◆ **CHALLENGES**
1/ In the post on effective meetings, what should you do if the participants haven't done their homework?
2/ Please list every step in the recipe that the post on effective meetings gives.

Thursday, June 29, 2006

Recepie for Effective Meeting

I was running late for a meeting. Frustrated over being late, the meeting itself that looked like a waste of time, and overal number of meetings we have, I got an enlightment:

Meetings is a penalty for the lack of effective [face to face] communication.
Meetings are overhead. Trash. Wasted time, multiplied by the number of participants. They grow in length and numbers and the process becomes Meeting Driven Development.

But in a real world software organization we do have meetings, and no chance to eliminate them in any foreseeable future. The best we can is keep them under control.

A simple recepie of effective meeting:
* Own a meeting
* Define the goal, and expected outcome.
* Publish Agenda
* Come prepared
* Keep it short. Consider timeboxing.
* Close the meeting explicitly.

Comments on the bullets:

Coming prepared made easier when the goal, agenda, and expectation are set and known in advance. But still takes a commitment, discipline, and some training. If you see the participants didn't do their homework, stop and reschedule the meeting. It doesn't pay to continue the meeting; so you better send a strong message and the next time it will certanly be better.

◆ **EXTRACTED DATA**
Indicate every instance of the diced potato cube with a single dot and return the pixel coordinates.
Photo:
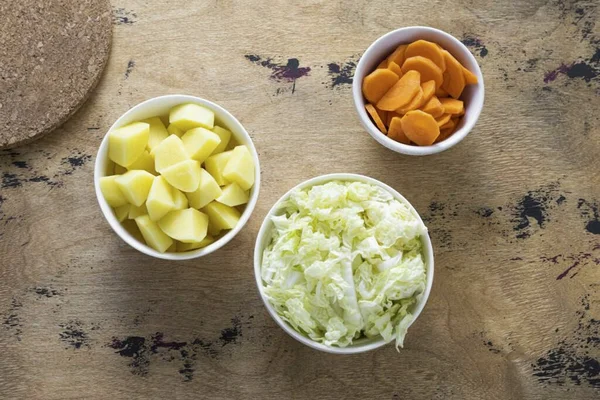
(181, 247)
(152, 234)
(180, 200)
(119, 170)
(135, 185)
(213, 230)
(233, 195)
(173, 130)
(207, 191)
(160, 199)
(216, 164)
(122, 212)
(135, 212)
(200, 143)
(127, 143)
(184, 176)
(187, 226)
(225, 136)
(131, 227)
(188, 116)
(144, 162)
(222, 216)
(111, 192)
(158, 132)
(240, 168)
(169, 152)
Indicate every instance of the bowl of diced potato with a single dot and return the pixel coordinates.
(177, 177)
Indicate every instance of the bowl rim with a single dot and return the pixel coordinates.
(359, 102)
(363, 344)
(236, 128)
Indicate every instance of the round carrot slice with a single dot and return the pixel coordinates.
(376, 118)
(395, 132)
(428, 50)
(377, 83)
(402, 92)
(420, 127)
(426, 67)
(454, 77)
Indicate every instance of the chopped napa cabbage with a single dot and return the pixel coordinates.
(345, 262)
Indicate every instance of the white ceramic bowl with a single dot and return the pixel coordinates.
(263, 239)
(161, 106)
(472, 95)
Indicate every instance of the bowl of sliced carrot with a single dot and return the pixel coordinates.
(418, 90)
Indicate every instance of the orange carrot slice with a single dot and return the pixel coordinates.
(452, 106)
(470, 78)
(398, 55)
(444, 134)
(376, 118)
(402, 92)
(440, 92)
(426, 67)
(382, 64)
(428, 90)
(428, 50)
(415, 103)
(433, 107)
(377, 83)
(420, 127)
(443, 119)
(450, 124)
(395, 68)
(395, 132)
(454, 77)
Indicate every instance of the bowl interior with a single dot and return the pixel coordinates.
(264, 237)
(160, 106)
(472, 96)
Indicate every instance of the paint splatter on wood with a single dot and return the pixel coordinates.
(575, 359)
(288, 72)
(475, 44)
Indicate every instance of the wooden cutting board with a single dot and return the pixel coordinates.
(52, 54)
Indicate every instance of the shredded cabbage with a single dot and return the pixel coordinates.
(345, 262)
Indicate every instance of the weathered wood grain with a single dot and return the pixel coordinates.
(510, 210)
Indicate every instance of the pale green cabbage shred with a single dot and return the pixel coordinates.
(345, 262)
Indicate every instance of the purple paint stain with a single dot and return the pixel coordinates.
(287, 73)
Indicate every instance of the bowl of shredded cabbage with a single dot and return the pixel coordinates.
(344, 263)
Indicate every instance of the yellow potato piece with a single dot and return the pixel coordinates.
(135, 186)
(221, 216)
(180, 200)
(173, 130)
(216, 164)
(184, 176)
(181, 247)
(160, 199)
(158, 132)
(122, 212)
(111, 192)
(144, 162)
(207, 191)
(186, 226)
(233, 195)
(119, 170)
(135, 212)
(127, 143)
(152, 234)
(240, 168)
(200, 143)
(189, 116)
(225, 136)
(169, 152)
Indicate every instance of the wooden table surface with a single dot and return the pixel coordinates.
(513, 211)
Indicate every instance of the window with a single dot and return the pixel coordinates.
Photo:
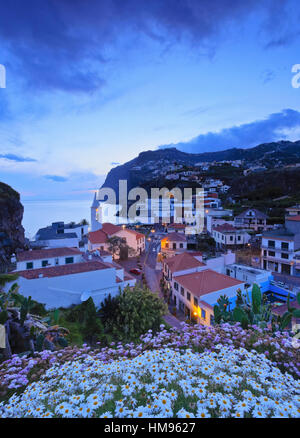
(69, 260)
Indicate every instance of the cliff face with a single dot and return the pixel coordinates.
(11, 231)
(141, 170)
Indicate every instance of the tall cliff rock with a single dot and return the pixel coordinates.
(11, 231)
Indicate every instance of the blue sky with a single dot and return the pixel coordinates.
(92, 84)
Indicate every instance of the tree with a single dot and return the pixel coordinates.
(138, 310)
(84, 222)
(85, 315)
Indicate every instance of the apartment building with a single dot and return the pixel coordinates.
(280, 248)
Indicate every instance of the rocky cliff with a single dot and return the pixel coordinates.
(144, 168)
(11, 231)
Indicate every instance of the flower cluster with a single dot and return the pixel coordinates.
(162, 383)
(17, 372)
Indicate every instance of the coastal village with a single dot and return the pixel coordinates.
(66, 264)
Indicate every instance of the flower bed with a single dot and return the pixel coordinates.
(162, 383)
(18, 372)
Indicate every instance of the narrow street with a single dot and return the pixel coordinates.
(153, 277)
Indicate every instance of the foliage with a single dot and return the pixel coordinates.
(132, 313)
(7, 278)
(278, 347)
(162, 383)
(118, 247)
(256, 311)
(88, 323)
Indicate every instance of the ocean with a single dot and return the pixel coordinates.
(38, 214)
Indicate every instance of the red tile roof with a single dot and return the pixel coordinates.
(110, 229)
(224, 228)
(174, 237)
(293, 218)
(177, 226)
(102, 235)
(98, 236)
(57, 271)
(205, 282)
(137, 234)
(213, 195)
(182, 262)
(39, 254)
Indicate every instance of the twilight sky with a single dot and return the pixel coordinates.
(90, 84)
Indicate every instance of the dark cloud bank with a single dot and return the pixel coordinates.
(243, 136)
(60, 44)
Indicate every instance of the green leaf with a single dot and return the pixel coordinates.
(240, 316)
(3, 317)
(256, 298)
(296, 313)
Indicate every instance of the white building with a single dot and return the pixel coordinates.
(279, 247)
(59, 234)
(173, 243)
(61, 277)
(227, 236)
(100, 239)
(195, 288)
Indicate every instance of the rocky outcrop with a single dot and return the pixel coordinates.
(12, 236)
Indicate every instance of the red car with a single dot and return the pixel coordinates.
(135, 271)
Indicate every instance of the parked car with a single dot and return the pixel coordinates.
(135, 271)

◆ **EXERCISE ANSWERS**
1/ Stop and reschedule the meeting.

2/
- Own a meeting
- Define the goal, and expected outcome.
- Publish Agenda
- Come prepared
- Keep it short. Consider timeboxing.
- Close the meeting explicitly.